Supplied material |
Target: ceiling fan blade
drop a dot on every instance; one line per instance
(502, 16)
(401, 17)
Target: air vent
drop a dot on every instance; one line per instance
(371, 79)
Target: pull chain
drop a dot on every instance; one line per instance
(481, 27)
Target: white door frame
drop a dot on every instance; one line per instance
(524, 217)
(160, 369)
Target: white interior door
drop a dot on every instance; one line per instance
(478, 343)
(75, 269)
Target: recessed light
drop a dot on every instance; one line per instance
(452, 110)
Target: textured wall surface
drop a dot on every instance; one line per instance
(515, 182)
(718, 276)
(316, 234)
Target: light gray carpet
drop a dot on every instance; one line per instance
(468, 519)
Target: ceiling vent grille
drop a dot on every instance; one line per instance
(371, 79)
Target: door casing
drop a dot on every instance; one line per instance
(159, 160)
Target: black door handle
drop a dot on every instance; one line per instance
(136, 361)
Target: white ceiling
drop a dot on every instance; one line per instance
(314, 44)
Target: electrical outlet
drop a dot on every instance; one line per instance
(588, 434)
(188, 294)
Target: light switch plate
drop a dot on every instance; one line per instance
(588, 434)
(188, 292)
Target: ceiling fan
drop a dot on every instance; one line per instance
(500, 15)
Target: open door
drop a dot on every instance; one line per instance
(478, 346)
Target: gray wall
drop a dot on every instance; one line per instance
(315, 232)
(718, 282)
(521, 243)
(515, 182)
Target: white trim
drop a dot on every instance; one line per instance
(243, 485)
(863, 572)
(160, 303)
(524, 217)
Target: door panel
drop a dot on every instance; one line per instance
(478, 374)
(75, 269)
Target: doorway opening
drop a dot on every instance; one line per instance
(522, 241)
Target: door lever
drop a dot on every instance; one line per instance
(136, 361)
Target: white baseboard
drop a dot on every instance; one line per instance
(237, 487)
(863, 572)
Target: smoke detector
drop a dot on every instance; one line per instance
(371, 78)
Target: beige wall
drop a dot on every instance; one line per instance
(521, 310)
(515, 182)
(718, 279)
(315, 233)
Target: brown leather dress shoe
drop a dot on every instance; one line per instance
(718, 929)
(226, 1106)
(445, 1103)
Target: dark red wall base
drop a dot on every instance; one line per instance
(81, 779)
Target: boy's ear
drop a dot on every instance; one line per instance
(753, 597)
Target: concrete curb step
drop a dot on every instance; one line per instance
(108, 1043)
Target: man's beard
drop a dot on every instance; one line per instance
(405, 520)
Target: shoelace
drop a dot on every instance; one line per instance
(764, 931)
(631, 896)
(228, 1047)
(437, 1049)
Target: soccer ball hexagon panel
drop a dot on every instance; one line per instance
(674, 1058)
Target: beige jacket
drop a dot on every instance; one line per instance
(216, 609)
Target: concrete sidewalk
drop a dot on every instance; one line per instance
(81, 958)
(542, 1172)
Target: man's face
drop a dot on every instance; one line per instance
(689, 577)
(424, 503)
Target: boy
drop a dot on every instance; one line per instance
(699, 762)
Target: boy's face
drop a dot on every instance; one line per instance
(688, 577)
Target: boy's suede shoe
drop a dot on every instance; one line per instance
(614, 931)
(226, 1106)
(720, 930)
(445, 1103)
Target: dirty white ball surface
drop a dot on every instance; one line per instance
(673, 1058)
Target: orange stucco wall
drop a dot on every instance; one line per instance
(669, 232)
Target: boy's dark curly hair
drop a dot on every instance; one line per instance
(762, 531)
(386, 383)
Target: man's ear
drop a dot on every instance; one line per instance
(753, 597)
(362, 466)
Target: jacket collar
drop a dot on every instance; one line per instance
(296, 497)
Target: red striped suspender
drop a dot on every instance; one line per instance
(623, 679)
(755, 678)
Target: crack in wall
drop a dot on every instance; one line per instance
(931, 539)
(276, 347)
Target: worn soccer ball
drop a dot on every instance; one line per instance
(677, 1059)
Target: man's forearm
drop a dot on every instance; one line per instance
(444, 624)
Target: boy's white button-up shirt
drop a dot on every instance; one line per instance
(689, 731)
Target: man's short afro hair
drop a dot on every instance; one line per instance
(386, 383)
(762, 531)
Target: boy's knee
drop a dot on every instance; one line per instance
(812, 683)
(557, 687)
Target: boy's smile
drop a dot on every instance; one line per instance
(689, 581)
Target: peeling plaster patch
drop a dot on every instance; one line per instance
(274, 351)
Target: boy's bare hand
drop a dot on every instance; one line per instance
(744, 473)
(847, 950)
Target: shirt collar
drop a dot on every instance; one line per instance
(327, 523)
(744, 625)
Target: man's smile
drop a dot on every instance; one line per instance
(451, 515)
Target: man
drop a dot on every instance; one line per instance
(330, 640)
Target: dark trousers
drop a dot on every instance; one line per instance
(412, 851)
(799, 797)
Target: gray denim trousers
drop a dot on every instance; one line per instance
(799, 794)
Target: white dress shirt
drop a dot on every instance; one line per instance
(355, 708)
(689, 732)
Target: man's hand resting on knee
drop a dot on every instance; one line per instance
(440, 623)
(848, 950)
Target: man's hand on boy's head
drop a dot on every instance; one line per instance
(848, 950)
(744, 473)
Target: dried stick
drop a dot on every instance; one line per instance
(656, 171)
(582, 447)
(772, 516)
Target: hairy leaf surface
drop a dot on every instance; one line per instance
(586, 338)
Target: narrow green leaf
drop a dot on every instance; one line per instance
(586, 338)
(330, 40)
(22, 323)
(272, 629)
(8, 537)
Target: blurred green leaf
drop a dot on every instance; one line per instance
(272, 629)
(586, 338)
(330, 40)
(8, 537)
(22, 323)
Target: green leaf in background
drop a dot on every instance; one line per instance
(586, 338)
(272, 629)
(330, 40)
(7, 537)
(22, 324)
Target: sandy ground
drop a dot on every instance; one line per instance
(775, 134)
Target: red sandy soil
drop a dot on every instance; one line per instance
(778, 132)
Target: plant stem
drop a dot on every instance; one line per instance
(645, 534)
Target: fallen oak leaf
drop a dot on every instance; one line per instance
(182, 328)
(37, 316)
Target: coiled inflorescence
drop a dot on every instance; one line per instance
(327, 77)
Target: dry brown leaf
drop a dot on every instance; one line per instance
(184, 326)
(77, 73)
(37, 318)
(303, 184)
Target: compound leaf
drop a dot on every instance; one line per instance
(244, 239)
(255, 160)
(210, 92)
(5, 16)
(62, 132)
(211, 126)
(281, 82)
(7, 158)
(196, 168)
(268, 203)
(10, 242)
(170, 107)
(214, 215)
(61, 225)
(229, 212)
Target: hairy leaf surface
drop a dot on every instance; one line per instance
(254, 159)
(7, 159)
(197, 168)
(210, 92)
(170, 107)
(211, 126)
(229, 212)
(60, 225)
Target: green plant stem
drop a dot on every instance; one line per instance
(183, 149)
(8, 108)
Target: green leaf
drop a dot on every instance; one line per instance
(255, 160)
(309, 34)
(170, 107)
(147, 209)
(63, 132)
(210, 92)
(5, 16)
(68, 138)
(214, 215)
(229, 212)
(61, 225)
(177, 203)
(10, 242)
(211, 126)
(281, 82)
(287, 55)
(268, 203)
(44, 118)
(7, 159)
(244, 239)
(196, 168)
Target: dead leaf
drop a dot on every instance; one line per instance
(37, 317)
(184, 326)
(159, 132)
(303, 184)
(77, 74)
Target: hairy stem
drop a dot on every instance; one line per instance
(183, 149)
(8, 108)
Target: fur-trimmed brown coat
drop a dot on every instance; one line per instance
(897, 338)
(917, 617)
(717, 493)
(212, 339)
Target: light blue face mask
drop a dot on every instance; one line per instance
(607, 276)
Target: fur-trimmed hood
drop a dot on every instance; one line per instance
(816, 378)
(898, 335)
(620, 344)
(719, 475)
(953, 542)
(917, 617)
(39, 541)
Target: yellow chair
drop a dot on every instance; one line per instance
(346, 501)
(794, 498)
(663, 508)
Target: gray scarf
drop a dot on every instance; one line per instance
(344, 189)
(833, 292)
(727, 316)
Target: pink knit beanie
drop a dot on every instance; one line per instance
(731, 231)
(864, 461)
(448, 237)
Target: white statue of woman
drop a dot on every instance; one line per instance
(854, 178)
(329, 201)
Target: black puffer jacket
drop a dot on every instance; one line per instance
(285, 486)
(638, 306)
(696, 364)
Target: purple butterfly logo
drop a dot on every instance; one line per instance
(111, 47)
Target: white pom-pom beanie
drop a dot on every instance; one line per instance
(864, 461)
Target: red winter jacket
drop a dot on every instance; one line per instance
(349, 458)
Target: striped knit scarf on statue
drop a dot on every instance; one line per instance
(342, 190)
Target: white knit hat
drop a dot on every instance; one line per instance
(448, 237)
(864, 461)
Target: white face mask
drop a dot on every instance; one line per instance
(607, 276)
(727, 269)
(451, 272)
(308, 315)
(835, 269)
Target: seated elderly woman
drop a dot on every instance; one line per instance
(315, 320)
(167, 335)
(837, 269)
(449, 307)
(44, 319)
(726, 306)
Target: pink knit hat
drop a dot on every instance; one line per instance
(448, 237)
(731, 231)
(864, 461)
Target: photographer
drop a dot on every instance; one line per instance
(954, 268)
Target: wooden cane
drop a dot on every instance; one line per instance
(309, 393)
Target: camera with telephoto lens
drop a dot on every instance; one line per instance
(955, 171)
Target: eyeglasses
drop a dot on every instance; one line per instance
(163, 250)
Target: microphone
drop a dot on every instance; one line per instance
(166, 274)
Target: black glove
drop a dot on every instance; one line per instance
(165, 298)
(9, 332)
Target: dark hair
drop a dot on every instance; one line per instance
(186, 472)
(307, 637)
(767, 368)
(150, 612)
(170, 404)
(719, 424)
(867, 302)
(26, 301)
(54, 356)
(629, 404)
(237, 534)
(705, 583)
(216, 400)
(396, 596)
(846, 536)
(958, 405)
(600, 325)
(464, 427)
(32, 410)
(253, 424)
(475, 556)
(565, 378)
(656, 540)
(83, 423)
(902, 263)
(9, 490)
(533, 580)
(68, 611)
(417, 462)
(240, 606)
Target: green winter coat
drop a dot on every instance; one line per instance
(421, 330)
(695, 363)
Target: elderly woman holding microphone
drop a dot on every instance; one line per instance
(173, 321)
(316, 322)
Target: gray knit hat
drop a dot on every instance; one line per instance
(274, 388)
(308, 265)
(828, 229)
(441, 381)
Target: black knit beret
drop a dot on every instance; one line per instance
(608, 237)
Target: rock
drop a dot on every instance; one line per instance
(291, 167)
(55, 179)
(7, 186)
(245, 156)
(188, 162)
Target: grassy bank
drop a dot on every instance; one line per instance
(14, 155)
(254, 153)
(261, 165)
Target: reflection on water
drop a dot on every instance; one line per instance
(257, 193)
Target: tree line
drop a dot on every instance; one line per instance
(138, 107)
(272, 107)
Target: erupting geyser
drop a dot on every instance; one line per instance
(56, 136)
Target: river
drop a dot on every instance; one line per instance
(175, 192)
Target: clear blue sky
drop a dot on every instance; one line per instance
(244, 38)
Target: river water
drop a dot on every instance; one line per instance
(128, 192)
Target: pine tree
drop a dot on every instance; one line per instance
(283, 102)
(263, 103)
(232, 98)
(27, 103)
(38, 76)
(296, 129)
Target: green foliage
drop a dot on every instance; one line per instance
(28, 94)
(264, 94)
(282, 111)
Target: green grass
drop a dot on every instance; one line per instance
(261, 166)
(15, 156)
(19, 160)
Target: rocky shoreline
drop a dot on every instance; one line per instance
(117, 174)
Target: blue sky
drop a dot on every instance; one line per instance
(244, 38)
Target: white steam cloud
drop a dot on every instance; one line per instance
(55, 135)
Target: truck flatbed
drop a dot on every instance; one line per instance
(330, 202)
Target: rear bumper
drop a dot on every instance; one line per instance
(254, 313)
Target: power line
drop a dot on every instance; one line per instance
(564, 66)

What this task involves |
Transcribe exactly, and only, the lines from the one bearing "Target: elderly woman holding microphone" through the last line of the entries, counting both.

Full output |
Target: elderly woman holding microphone
drop a dot on every instance; one line per instance
(173, 321)
(316, 322)
Target: gray knit hat
drop a dot on every instance; one line per instance
(274, 388)
(308, 265)
(828, 229)
(441, 381)
Target: black knit beret
drop a dot on every instance; one line per instance
(608, 237)
Target: rock
drop a dot on every instance; one line per instance
(291, 167)
(55, 179)
(7, 186)
(245, 156)
(188, 162)
Target: grassy bank
drop a dot on every instance; one line per instance
(14, 155)
(254, 153)
(261, 165)
Target: reflection on water
drop a dot on every instance; one line per instance
(257, 193)
Target: tree line
drop a dot on every instance; one line per instance
(138, 107)
(272, 107)
Target: erupting geyser
drop a dot on every instance; one line per instance
(56, 136)
Target: river
drop a dot on every instance; one line per instance
(175, 192)
Target: clear blue sky
drop a dot on every instance; one line per instance
(244, 38)
Target: river water
drop a dot on every instance; one line per instance
(128, 192)
Target: pine tree
drop a dot on every instance; one line per instance
(283, 102)
(263, 103)
(232, 98)
(27, 103)
(38, 76)
(296, 129)
Target: green foliage
drop a dot on every instance; one line per instance
(28, 94)
(264, 94)
(282, 111)
Target: green grass
drop a dot on every instance; one line per instance
(261, 166)
(15, 156)
(19, 160)
Target: rocky shoreline
drop a dot on every instance; one line per instance
(117, 174)
Target: blue sky
drop a dot on every instance; one line per instance
(244, 38)
Target: white steam cloud
drop a dot on every instance; one line per instance
(55, 135)
Target: truck flatbed
drop a dot on every instance; one line per instance
(330, 202)
Target: rear bumper
drop a dot on every instance; one line per instance
(254, 313)
Target: power line
drop a dot on every instance; one line per instance
(564, 66)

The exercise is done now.